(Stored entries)
******************************

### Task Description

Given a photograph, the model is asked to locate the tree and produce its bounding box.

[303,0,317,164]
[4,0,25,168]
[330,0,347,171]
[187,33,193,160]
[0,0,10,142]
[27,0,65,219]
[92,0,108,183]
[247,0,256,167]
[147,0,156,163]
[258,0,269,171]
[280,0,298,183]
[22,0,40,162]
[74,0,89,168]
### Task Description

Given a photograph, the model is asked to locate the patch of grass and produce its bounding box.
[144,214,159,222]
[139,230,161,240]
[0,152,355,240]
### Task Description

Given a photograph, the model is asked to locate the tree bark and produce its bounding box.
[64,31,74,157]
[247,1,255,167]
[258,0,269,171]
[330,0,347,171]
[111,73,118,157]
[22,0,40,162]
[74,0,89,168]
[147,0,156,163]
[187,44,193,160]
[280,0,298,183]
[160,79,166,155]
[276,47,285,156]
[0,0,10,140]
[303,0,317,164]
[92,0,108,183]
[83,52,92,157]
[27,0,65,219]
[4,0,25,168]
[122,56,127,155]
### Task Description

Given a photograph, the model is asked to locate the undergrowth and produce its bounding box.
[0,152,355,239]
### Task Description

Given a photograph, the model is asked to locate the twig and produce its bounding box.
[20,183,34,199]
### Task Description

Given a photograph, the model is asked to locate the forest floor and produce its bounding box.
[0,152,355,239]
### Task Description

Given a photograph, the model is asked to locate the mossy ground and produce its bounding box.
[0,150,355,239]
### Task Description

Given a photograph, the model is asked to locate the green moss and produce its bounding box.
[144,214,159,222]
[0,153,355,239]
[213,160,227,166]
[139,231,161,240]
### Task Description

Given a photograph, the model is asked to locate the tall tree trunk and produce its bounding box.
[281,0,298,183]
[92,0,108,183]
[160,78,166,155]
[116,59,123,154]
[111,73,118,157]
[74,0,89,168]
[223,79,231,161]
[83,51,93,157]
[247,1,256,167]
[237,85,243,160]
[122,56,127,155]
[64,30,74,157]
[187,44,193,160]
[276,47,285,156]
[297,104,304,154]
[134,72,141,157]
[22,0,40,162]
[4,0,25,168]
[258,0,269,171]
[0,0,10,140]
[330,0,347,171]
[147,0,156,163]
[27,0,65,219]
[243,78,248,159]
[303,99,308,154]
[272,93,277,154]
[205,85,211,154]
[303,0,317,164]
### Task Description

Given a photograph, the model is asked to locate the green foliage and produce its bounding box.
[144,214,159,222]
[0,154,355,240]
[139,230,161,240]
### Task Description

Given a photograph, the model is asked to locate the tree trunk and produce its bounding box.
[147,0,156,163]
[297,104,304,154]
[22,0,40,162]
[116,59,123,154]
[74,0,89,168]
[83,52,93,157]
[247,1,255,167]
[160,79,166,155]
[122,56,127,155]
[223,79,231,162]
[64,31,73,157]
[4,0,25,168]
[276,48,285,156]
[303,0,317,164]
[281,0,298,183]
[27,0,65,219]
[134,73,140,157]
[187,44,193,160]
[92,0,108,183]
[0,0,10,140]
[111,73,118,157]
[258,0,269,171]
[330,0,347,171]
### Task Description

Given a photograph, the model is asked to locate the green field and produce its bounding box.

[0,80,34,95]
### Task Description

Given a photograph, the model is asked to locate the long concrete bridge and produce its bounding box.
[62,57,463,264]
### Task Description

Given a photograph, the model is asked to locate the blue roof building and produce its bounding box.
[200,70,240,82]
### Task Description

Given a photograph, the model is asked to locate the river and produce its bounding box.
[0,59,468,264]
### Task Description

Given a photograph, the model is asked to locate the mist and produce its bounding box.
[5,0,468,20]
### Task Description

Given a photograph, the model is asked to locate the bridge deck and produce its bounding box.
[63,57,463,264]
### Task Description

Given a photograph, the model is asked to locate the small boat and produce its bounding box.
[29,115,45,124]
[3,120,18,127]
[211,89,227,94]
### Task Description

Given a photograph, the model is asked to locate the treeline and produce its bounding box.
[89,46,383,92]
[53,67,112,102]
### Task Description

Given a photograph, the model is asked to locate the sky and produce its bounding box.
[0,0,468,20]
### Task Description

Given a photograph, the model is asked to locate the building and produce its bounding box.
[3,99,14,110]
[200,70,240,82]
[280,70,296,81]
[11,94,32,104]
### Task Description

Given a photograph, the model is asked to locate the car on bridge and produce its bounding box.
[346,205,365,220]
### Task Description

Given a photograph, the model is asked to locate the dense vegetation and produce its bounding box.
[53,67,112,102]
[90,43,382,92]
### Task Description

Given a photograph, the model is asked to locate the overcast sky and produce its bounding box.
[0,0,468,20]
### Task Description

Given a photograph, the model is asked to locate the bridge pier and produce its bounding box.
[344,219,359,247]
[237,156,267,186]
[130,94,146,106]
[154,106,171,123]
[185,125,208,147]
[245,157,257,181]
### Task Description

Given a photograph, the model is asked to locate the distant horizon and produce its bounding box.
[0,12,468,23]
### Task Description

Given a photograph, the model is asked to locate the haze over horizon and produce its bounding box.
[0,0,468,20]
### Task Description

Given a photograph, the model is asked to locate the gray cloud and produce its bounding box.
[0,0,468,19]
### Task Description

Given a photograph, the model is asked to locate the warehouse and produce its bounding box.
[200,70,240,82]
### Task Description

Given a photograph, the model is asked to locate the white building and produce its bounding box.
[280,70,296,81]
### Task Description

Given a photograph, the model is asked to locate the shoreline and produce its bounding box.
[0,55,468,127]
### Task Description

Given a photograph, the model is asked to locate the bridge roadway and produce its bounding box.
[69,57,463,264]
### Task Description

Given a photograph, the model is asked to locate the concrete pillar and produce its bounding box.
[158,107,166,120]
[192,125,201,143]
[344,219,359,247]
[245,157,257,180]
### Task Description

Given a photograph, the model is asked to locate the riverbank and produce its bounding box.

******************************

Task instructions:
Gather every line of the listing above that holds the word "horizon", and copy each one.

Completed exercise:
Given a photograph, the model is asked to locate the distant horizon and produce its bounding box.
Given a photograph, the model is asked to locate the haze over horizon and produce its bounding box.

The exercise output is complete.